| PROBLEM DESCRIPTION |
Return, exactly, the line that contains "the horse leg" together with all lines after it to the end of the entries, and no further lines.
━━━━━━━━━━━━━━━━
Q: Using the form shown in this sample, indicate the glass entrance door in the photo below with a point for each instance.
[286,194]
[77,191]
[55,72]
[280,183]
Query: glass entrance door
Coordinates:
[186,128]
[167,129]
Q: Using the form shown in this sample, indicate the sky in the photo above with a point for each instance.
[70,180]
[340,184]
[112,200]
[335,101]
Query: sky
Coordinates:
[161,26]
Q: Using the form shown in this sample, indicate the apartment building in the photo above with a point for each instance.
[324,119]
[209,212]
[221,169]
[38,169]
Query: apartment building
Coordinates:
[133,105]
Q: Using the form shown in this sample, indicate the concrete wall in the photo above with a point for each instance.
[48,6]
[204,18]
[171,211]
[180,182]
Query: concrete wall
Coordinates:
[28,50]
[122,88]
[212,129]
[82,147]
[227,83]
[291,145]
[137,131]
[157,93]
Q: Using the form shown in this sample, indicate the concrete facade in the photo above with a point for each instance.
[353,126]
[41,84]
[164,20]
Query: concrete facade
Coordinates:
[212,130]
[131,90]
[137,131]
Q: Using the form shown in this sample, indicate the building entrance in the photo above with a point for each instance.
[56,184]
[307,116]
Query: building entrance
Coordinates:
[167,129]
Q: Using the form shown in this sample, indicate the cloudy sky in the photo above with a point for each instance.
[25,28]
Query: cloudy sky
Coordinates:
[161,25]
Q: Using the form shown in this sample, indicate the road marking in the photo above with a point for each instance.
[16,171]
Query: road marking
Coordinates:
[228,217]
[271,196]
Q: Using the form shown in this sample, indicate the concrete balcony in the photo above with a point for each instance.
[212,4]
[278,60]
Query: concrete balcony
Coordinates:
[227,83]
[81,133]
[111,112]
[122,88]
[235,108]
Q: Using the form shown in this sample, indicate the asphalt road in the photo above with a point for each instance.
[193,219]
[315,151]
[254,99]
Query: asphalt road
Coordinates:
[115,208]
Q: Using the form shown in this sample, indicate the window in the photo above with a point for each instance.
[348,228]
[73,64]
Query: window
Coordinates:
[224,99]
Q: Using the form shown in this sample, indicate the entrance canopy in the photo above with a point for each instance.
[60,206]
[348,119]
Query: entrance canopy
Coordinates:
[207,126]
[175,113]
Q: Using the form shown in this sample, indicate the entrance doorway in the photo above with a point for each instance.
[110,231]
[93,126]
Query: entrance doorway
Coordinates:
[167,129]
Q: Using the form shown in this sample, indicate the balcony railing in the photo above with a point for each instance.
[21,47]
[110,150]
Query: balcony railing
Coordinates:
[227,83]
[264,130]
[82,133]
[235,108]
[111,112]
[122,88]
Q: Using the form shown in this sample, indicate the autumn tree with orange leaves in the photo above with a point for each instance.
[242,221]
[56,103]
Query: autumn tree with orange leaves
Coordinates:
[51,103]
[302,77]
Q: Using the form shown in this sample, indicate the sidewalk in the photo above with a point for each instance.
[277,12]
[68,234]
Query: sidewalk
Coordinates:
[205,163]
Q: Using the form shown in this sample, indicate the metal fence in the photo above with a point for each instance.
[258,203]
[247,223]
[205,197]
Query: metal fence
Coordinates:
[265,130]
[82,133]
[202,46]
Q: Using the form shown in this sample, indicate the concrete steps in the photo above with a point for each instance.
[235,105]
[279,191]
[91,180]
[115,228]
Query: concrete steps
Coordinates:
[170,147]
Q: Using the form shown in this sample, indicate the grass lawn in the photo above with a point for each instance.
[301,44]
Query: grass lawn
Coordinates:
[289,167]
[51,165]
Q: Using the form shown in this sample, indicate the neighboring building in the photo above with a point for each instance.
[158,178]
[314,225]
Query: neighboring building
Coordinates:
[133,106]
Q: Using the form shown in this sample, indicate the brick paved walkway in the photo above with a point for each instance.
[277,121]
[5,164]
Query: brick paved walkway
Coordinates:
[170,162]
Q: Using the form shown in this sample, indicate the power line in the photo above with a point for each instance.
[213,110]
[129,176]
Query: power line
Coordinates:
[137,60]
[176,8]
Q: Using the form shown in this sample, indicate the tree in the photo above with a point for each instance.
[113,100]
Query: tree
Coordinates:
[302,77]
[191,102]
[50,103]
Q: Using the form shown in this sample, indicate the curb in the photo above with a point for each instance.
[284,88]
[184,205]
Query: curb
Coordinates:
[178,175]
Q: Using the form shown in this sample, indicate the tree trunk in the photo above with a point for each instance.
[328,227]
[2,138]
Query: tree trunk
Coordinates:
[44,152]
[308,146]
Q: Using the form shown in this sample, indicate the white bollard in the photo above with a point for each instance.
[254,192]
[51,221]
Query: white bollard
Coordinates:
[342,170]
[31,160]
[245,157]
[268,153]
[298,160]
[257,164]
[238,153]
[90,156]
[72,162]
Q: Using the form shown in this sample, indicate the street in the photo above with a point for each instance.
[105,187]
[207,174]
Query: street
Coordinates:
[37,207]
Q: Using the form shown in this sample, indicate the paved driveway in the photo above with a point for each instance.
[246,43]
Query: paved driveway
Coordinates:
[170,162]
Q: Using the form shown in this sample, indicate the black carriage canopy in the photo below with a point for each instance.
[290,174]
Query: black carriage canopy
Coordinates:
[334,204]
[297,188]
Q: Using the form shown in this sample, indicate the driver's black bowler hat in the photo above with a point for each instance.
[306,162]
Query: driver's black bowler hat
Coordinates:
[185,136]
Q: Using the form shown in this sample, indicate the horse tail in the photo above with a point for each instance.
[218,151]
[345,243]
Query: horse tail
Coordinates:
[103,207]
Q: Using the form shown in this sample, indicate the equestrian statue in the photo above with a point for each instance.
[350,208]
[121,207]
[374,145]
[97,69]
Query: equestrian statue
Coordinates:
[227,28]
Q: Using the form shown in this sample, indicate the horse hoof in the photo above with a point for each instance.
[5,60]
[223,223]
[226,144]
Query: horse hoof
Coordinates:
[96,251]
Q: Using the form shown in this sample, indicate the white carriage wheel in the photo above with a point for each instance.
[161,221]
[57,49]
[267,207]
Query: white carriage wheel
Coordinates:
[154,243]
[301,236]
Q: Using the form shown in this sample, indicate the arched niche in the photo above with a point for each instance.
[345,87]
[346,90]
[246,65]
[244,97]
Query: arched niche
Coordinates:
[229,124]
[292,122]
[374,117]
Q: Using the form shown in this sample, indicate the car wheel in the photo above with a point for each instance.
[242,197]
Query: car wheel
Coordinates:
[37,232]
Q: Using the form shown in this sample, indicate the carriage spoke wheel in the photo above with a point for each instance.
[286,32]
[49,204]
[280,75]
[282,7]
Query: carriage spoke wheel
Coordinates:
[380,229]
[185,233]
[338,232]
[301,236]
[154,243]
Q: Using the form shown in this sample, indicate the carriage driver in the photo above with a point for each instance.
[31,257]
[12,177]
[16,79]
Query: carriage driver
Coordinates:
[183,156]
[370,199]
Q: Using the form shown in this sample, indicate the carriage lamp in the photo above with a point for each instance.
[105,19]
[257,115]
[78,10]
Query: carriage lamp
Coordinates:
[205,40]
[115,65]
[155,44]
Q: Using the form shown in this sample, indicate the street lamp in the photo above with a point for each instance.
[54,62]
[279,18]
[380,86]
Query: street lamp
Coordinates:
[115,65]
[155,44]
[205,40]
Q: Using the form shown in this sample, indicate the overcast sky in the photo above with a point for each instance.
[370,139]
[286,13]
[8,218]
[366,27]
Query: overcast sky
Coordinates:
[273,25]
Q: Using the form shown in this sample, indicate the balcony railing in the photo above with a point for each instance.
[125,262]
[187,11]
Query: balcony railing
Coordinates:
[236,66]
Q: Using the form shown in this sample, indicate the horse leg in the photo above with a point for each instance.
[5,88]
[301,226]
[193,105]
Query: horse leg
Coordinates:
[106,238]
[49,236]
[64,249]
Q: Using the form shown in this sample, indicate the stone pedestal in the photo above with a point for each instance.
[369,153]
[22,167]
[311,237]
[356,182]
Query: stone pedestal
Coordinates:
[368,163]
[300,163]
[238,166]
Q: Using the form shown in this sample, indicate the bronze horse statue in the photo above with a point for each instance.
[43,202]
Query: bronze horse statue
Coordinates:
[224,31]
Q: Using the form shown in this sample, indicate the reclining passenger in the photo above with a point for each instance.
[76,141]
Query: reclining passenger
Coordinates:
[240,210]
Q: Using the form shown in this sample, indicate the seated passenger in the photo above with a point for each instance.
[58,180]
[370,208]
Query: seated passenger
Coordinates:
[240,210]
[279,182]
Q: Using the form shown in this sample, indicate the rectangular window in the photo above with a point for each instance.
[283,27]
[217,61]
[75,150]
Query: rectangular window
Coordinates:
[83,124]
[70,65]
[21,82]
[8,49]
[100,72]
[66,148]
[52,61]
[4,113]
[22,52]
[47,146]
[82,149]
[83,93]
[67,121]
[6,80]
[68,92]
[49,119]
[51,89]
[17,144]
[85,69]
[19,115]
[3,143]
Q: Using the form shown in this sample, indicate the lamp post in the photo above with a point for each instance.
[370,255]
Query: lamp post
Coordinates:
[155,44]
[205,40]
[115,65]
━━━━━━━━━━━━━━━━
| TASK RESPONSE |
Q: Using the form shown in this sample, indicate the horse leg in the photo above with a point for each instance.
[5,88]
[301,226]
[193,105]
Query: horse leg
Coordinates:
[106,238]
[49,236]
[64,249]
Q: Using the form shown in this sample, indicate the stone pedestal in the photo above with a point for each instance.
[369,153]
[22,167]
[311,237]
[356,182]
Query: stone pedestal
Coordinates:
[368,163]
[300,163]
[238,166]
Q: Using the form shown in this sample, indicate the bronze horse statue in the photo above with a point for each instance.
[43,202]
Query: bronze horse statue
Coordinates:
[224,31]
Q: Using the form shown in this sample, indicate the reclining passenger in the photo above with a point for each instance.
[76,141]
Query: reclining passenger
Coordinates:
[240,210]
Q: Using the form shown in this sample, indicate the seated passenger in the photo above with a point for each instance.
[58,180]
[370,208]
Query: seated passenger
Coordinates:
[240,210]
[279,182]
Q: Using the form shown in this sample, indicate the rectangular window in the photo above with a point for each instance.
[283,27]
[217,61]
[75,150]
Query: rectangular window
Coordinates:
[83,124]
[70,65]
[21,82]
[8,49]
[100,72]
[66,148]
[52,61]
[4,113]
[22,52]
[47,146]
[82,149]
[83,93]
[67,121]
[6,80]
[68,92]
[49,119]
[51,89]
[17,144]
[85,69]
[19,115]
[3,143]
Q: Using the form shown in this sample, indicate the lamp post in the photo above with a point for each instance.
[370,255]
Query: lamp post
Coordinates:
[155,44]
[205,40]
[115,65]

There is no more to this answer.